▸ Set of tasks
• a. In the GeoServer forum thread, which method appears to create the SchemaAdapter instances?
• b. Carry on the GeoServer forum thread from the point where it stops.

▸ Text provided
Then, look at the change log for that version. It might be possible to immediately identify a suspicious change that introduced the bug.

Ultimately, someone will likely need to create a software fix for this. Does your organisation have a Java developer who can contribute a patch? Alternatively, you can look at Support - GeoServer to find a suitable provider who you can engage.

Best of luck & thank you for highlighting the problem. Perhaps someone else here has already experienced the same and can share their solution.

Peter

I was able to take a full heap dump and analyze it with Eclipse MAT. The heap dump shows:

  • org.geotools.filter.v2_0.FES has an attribute named schema of type XSDResourceImpl
  • XSDResourceImpl.eAdapters() contains many instances of:
    • org.geotools.xsd.impl.SchemaIndexImpl$SchemaAdapter each retaining roughly 800 QName objects
  • Those adapters are seemingly created by ApplicationSchemaXSD.buildSchema() which is seemingly called everytime a request to an upstream WFS data source is made.

Records in a dataset:
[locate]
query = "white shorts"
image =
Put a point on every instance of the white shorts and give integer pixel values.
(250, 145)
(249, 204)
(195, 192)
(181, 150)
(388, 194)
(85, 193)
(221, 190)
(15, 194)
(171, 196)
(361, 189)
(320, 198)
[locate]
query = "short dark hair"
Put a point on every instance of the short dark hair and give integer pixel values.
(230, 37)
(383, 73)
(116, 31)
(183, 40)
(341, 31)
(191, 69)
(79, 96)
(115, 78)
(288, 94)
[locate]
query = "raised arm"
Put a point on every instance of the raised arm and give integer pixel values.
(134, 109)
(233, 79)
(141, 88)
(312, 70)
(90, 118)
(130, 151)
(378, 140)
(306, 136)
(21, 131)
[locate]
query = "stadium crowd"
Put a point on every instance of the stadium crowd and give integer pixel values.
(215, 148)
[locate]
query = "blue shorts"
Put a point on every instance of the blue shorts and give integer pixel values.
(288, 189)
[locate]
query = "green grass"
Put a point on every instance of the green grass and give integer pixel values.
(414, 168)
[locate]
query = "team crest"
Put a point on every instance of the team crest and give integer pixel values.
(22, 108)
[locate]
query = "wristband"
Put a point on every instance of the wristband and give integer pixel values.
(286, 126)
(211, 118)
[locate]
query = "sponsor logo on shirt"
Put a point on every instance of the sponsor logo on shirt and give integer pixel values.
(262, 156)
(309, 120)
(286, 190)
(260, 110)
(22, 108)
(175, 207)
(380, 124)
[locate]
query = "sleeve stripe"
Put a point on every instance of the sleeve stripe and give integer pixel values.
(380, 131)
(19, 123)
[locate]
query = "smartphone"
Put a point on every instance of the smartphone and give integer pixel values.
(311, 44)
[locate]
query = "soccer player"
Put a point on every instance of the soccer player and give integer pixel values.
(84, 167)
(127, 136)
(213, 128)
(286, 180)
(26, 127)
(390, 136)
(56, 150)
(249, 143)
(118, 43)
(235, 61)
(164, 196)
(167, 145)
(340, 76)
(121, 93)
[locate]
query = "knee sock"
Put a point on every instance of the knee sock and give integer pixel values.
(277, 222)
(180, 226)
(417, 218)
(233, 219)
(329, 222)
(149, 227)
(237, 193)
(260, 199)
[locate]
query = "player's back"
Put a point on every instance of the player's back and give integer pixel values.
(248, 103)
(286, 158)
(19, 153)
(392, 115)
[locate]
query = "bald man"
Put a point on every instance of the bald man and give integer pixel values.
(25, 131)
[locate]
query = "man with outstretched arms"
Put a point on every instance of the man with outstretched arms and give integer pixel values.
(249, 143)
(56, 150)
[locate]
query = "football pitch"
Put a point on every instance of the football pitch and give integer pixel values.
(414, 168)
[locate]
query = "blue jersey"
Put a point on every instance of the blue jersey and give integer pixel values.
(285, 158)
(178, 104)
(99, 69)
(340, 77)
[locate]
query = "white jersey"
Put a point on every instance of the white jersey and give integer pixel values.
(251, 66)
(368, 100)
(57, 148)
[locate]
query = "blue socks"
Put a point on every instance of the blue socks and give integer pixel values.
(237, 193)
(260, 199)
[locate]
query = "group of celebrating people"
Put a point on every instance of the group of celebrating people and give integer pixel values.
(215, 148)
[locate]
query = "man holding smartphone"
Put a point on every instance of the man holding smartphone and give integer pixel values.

▸ Answers to the problems
• a. ApplicationSchemaXSD.buildSchema()

• b.
While I have knowledge of Java and heap analysis, I know very little about geoserver itself. I will try opening a bug.

I don’t seem to be able to create issues in JIRA other than anonymous reports.

However I did find bug Jira that almost exactly matches (same symptoms, same schema/adapter classes, just retained by org.geotools.filter.v2_0.FES rather than PullParser)

Hi,

The class you’re referring to is within GeoTools. The code that triggers this behavior almost certainly is in this part:

/** Adapter for tracking changes to schemas. */

SchemaAdapter adapter;

public SchemaIndexImpl(XSDSchema[] schemas) {

    this.schemas = new XSDSchema[schemas.length + 1];

    adapter = new SchemaAdapter();

    // set the schemas passed in

    for (int i = 0; i < schemas.length; i++) {

        this.schemas[i] = schemas[i];

        synchronized (this.schemas[i].eAdapters()) {

            this.schemas[i].eAdapters().add(adapter);

        }

    }

    // add the schema for xml schema itself

    this.schemas[schemas.length] = schemas[0].getSchemaForSchema();

}

I’m not sure if I have the capacity to look at this for the moment, but someone should.

Please have a look at the link Peter posted about support providers.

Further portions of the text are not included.